**PROVIDED PASSAGE:**

####################

Amended on Wed 11 Apr 2007 11:43 PM (UTC) by Nick Gammon

Message
Quote:

If you don't do it that way, then its *impossible* to know where the frack the new file will end up, since *anything* running on the same machine might change the main part of the path, invalidating the original location.


I think you are confusing multiple processes here. Naturally, changing the current directory in (say) Word, would not affect MUSHclient, and vice-versa.

There is no "current directory" for the PC you are sitting at - for "you" the user. It is current for an application - a process.

The whole point of current directories is, that if the application chooses to change it, then from that point on, relative paths are relative to the new location.

Quote:

... so that %M%L will be "C:\Program Files\MUSHclient\" + "logs\" ...

C:\Program Files\MUSHclient\C:\Program Files\MUSHclient\logs

Huh??? Oh, right, in the script. But that isn't the same bloody thing, and it would only do that if you did something absurdly silly, like not checking for the "C:". I


What script? You just said you wanted to be able to use %M%L in your log file pathname. My point was if %M contained the application path, and %L was the log file path - an absolute path - then you would get the file name I gave as an example.

Your suggestions aren't consistent. You asked for %M to be the application path. You didn't say anything about "and if it happens to be next to a %L then you have to check if they are both absolute paths, and delete the absolute part of one of them". In any case, which one would you ignore? If %M was on D: and %L was on E: which one takes preference? I'm not doing anything absurdly silly here, you are suggesting that you be allowed to concatenate two possibly conflicting paths, and I am pointing out the pitfalls.

You are firing off suggestions, and I am trying to make you think about the total ramifications of them.

Quote:

If someone gives a relative path, it should be relative to the program's path, not what ever arbitrary path happens to currently be active.


Even this suggestion is fraught with peril. You say "the program's path", not the "initial directory". Is that really what you mean?

Let's take an example. Two people use one PC. MUSHclient is installed in 'C:\Program Files\MUSHclient'.

However they start it in different directories (the intial or startup directory). For example, one might be 'C:\Files and Documents\Shadowfyr\MUSHclient' and the other one might be 'C:\Files and Documents\Marilyn\MUSHclient'.

The point of doing that is so that you can each have your own world files (and log files etc.).

Because of this you both open your logs in a relative '.\logs' directory.

If I did what you suggest and make the open relative to the "program's path", then all logs will be in 'C:\Program Files\MUSHclient\logs', which is where neither of you want them.

You really need to think carefully about what you are suggesting. I have added a new feature in version 4.03, to let you specify the startup directory in log file name:

http://www.gammon.com.au/scripts/showrelnote.php?version=4.03&productid=0

Thus, the logical thing to do, if you didn't want to specify an absoluate path for the logs in the global configuration, would be to log to something like:


%E\logs


Quote:

... but we are not talking about scripts here, we are talking about Mushclient itself remembering where the heck **it** is supposed to be looking when you use its own functions


I still maintain that for MUSHclient to "remember where it is supposed to be", is like asking it to "remember the time" because, as you put it "Relying on the OS to know what is happening is absurd, dangerous and nearly always useless.". You have to rely on the operating system a little bit.

####################

**MATERIAL:**
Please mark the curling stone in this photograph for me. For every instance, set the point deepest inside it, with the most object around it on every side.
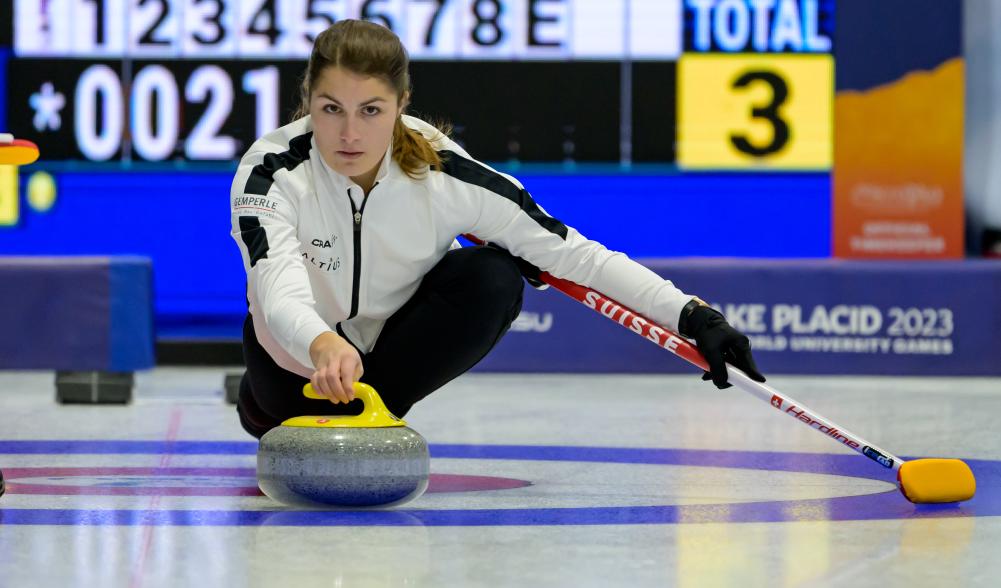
(369, 460)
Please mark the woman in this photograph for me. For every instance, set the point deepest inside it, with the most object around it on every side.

####################

**WORK TO DO:**
a) Answer these questions using the forum post, one answer per line:
(i) In the example of two people sharing one PC, in which folder is MUSHclient installed?
(ii) Which version added the option to put the startup directory in the log file name?
(iii) According to the post, for what is a current directory current?
b) Write out the part of the forum post starting at "Your suggestions aren't" and ending at "currently be active.".
c) In one to three sentences, explain why the forum post says that making relative paths relative to the program's path would cause trouble for the two people sharing one PC.

**OUTPUTS FOR THE TASKS:**
a)
(i) C:\Program Files\MUSHclient
(ii) Version 4.03
(iii) For an application, meaning a process

b)
Your suggestions aren't consistent. You asked for %M to be the application path. You didn't say anything about "and if it happens to be next to a %L then you have to check if they are both absolute paths, and delete the absolute part of one of them". In any case, which one would you ignore? If %M was on D: and %L was on E: which one takes preference? I'm not doing anything absurdly silly here, you are suggesting that you be allowed to concatenate two possibly conflicting paths, and I am pointing out the pitfalls.

You are firing off suggestions, and I am trying to make you think about the total ramifications of them.

Quote:

If someone gives a relative path, it should be relative to the program's path, not what ever arbitrary path happens to currently be active.

c) The two people start MUSHclient in different startup directories so that each has their own world files and log files, and both open their logs in a relative '.\logs' directory. If the path were relative to the program's path, all logs would end up in 'C:\Program Files\MUSHclient\logs', where neither person wants them.